_Your instructions:_
Rewrite all of the records below, replacing "Pick out" with "Locate" and leaving everything else unchanged.

Records of labeled boxes
--*--
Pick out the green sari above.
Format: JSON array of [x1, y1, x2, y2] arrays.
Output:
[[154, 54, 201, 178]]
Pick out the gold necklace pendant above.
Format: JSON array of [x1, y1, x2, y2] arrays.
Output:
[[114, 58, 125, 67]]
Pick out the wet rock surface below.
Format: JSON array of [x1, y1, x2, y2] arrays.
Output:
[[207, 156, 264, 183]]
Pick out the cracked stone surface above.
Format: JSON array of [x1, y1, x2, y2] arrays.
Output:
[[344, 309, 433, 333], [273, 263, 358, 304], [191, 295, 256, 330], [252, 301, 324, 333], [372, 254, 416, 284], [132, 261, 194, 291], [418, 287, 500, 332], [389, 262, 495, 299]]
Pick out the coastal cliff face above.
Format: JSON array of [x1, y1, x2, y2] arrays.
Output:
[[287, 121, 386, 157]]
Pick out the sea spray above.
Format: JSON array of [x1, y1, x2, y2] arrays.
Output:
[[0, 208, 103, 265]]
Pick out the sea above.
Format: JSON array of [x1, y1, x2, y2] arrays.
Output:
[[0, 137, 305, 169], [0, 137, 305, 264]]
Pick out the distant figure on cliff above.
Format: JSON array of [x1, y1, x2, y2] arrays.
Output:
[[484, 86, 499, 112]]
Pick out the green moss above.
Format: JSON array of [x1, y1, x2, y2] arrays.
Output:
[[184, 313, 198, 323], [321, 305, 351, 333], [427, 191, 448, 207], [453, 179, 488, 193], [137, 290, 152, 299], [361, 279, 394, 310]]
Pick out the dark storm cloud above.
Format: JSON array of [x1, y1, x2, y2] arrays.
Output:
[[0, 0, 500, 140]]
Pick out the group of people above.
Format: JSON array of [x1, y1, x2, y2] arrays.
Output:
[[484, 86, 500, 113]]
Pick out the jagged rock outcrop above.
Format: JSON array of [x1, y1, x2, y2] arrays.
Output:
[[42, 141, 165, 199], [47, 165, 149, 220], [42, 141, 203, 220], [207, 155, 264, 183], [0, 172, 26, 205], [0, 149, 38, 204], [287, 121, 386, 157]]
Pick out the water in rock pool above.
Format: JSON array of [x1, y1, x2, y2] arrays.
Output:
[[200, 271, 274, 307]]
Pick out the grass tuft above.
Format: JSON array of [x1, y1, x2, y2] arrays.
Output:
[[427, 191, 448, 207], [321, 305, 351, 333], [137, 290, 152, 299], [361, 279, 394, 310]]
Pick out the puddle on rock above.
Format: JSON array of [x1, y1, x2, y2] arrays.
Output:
--*--
_Result for this exercise:_
Locate the green sari above.
Format: JSON array of [x1, y1, x2, y2] arrays.
Output:
[[154, 54, 201, 178]]
Locate the gold necklace pendant above.
Format: JSON array of [x1, y1, x2, y2] arrays.
Output:
[[114, 58, 125, 67]]
Locate the wet rock surface below.
Format: JSON array of [x1, y1, x2, y2] arrays.
Output:
[[207, 156, 264, 183]]
Locate the cracked stone surface above.
Format: JSON array of [x1, y1, x2, y2] arrays.
Output:
[[344, 309, 433, 333], [273, 263, 358, 304], [191, 295, 256, 330], [252, 301, 324, 333], [372, 254, 416, 284], [132, 261, 194, 291], [418, 287, 500, 332], [389, 262, 495, 299]]
Locate the coastal cliff face above.
Format: JSON array of [x1, y1, x2, y2] arrays.
Output:
[[287, 121, 386, 157]]
Locate the sea spray above.
Format: JSON array of [x1, y1, x2, y2] arrays.
Output:
[[0, 208, 103, 265]]
Locate the sea above.
Format: JSON array of [x1, y1, x2, y2] arrays.
Output:
[[0, 137, 305, 169], [0, 137, 305, 264]]
Locate the distant figure on cliff above.
Format: JSON array of [x1, y1, x2, y2] arrays.
Output:
[[484, 86, 499, 112]]
Locate the green moss above.
Format: JSON array of [x1, y1, x2, y2] arrays.
Output:
[[184, 313, 198, 323], [321, 305, 351, 333], [427, 191, 448, 207], [453, 179, 488, 193], [137, 290, 152, 299], [361, 279, 394, 310]]
Locate the dark storm cloud above.
Format: JSON array of [x1, y1, x2, y2] arrays.
Output:
[[0, 0, 500, 140]]
Locate the group of people above.
Format: JSON array of [x1, y1, x2, y2] arrays.
Output:
[[484, 86, 500, 113]]
Locate the jagged rock outcrop above.
Format: JSON array of [x1, y1, x2, y2] arrays.
Output:
[[42, 141, 165, 199], [47, 165, 149, 220], [42, 141, 203, 220], [207, 155, 264, 183], [0, 172, 26, 205], [0, 149, 38, 204], [287, 121, 386, 157]]
Locate the water in rock pool above.
Format: JSON array of [x1, y1, x2, y2] arrays.
Output:
[[200, 271, 274, 307]]
Locate the grass tuft above.
Format: JSON array of [x1, y1, x2, y2] arrays.
Output:
[[427, 191, 448, 207], [321, 305, 351, 333], [137, 290, 152, 299], [361, 279, 394, 310]]
Locate the puddle on rock above.
Format: JSON array of [x1, y1, x2, y2] arrays.
Output:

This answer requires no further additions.